Aufgabe 1
Welcher Politiker sollte laut dem Text über die Moskauer Siegesparade drei Tage vor den Feierlichkeiten der einzige hochrangige Gast sein?
Aufgabe 2
Zähle alle Politiker auf, die in den Absätzen des Textes über die Moskauer Siegesparade ab „Der alljährliche russische Feiertag“ mit Namen genannt werden.
Aufgabe 3
Liefere die Fortsetzung des Textes über die Moskauer Siegesparade im Anschluss an seinen letzten Satz.

Vorliegender Text
Warum haben die führenden Politiker Zentralasiens der Teilnahme an der Moskauer Militärparade eingewilligt?

Der russische Präsident Wladimir Putin, die Führer der zentralasiatischen Länder: Usbekistan Shavkat Merziyoev, Kirgisistan Sadyr Japarov, Tadschikistan Emomali Rahmon, Kasachstan Kosym Tokaev

Image Source : swift21 / Shutterstock

by Temur Umarov

First Published in: May.12,2023

May.22, 2023

Der alljährliche russische Feiertag zum Tag des Sieges am 9. Mai, an dem das Land den sowjetischen Sieg über Nazi-Deutschland im Zweiten Weltkrieg feiert, sollte in diesem Jahr eine eher unauffällige Angelegenheit werden. Nur drei Tage vor den Feierlichkeiten, zu denen auch eine Militärparade auf dem Roten Platz gehörte, sollte nur ein hochrangiger Gast anwesend sein: Der kirgisische Präsident Sadyr Japarov.  

 

Am Vorabend der Parade wurde jedoch bekannt, dass neben dem armenischen Premierminister Nikol Pashinyan und dem weißrussischen Präsidenten Alexander Lukaschenko auch die Präsidenten von vier weiteren zentralasiatischen Staaten in letzter Minute eingetroffen waren.

 

Seit mehr als einem Jahr, nach dem russischen Einmarsch in der Ukraine im vergangenen Februar, haben die zentralasiatischen Führer versucht, das Thema Krieg zu vermeiden. Warum also haben sie jetzt sowohl ihren Ruf als auch ihre Sicherheit riskiert (schließlich flogen in der Woche vor der Parade Drohnen über dem Kreml), um an Moskaus militärischen Feierlichkeiten teilzunehmen, was von vielen als eine Geste der Unterstützung für Russland angesehen wird?

 

Schon vor dem Krieg zogen es die zentralasiatischen Präsidenten vor, den 9. Mai im eigenen Land zu feiern: Jeder Feiertag, der die Nation eint, wird als Mittel zur Stärkung ihrer relativ jungen Staatlichkeit gesehen. Einige versuchten auch, den sowjetischen Feiertag zu nutzen, um darauf hinzuweisen, dass der große Sieg des 20. Jahrhunderts nicht allein von Russland errungen wurde.

 

Jede der zentralasiatischen Hauptstädte hielt ihre eigene Militärparade ab und wetteiferte mit Russland und untereinander um die höchsten Pauschalzahlungen für Veteranen. Manchmal nahmen ihre Führer noch an der Parade in Moskau teil – das war nie ein Problem.

Einträge zum Zeigen und Beschriften
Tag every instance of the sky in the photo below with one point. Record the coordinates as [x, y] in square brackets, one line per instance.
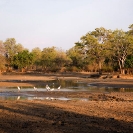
[60, 23]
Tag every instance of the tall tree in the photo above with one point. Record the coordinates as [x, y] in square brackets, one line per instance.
[23, 60]
[2, 57]
[93, 44]
[36, 56]
[122, 45]
[48, 57]
[11, 48]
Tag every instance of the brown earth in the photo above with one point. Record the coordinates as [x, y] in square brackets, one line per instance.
[102, 113]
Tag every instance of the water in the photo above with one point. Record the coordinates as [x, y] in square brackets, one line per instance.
[12, 93]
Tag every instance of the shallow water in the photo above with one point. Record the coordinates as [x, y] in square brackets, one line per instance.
[8, 93]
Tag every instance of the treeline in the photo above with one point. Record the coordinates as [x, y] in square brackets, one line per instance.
[101, 50]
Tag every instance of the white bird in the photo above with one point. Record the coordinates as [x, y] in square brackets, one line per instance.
[52, 89]
[18, 88]
[18, 97]
[35, 88]
[59, 87]
[47, 87]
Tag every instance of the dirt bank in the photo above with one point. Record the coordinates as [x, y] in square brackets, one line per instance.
[101, 113]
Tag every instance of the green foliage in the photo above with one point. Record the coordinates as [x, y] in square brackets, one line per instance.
[23, 59]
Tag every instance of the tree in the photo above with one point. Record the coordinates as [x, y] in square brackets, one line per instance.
[22, 60]
[48, 57]
[11, 49]
[93, 45]
[122, 45]
[2, 57]
[75, 54]
[36, 56]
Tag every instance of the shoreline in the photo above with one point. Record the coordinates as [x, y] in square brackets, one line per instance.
[103, 112]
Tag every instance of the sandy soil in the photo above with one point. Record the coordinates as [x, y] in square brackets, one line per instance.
[102, 113]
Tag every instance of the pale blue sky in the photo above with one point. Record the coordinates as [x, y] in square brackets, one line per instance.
[60, 23]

Schriftliche Antwort 1
Der kirgisische Präsident Sadyr Japarov sollte der einzige hochrangige Gast sein.

Schriftliche Antwort 2
- Sadyr Japarov, kirgisischer Präsident
- Nikol Pashinyan, armenischer Premierminister
- Alexander Lukaschenko, weißrussischer Präsident

Schriftliche Antwort 3
Der Einmarsch Russlands in die Ukraine hat alles verändert. Der russische Präsident Wladimir Putin begann, den Tag des Sieges zu nutzen, um seine Aggression zu rechtfertigen, indem er den historischen Kampf Russlands gegen die Nazis mit der aktuellen sogenannten "Spezialoperation" gegen die Ukrainer verglich. 

 

Die diesjährige Parade führte unweigerlich zu Bildern, auf denen die zentralasiatischen Führer neben den russischen Truppen sitzen, die im Krieg kämpfen, und Putins Rede über den "heiligen Kampf für das Vaterland" beklatschen. Diese Bilder werden es sehr viel schwerer machen, darauf zu bestehen, dass die Länder Zentralasiens die russische Aggression gegen die Ukraine nicht unterstützen.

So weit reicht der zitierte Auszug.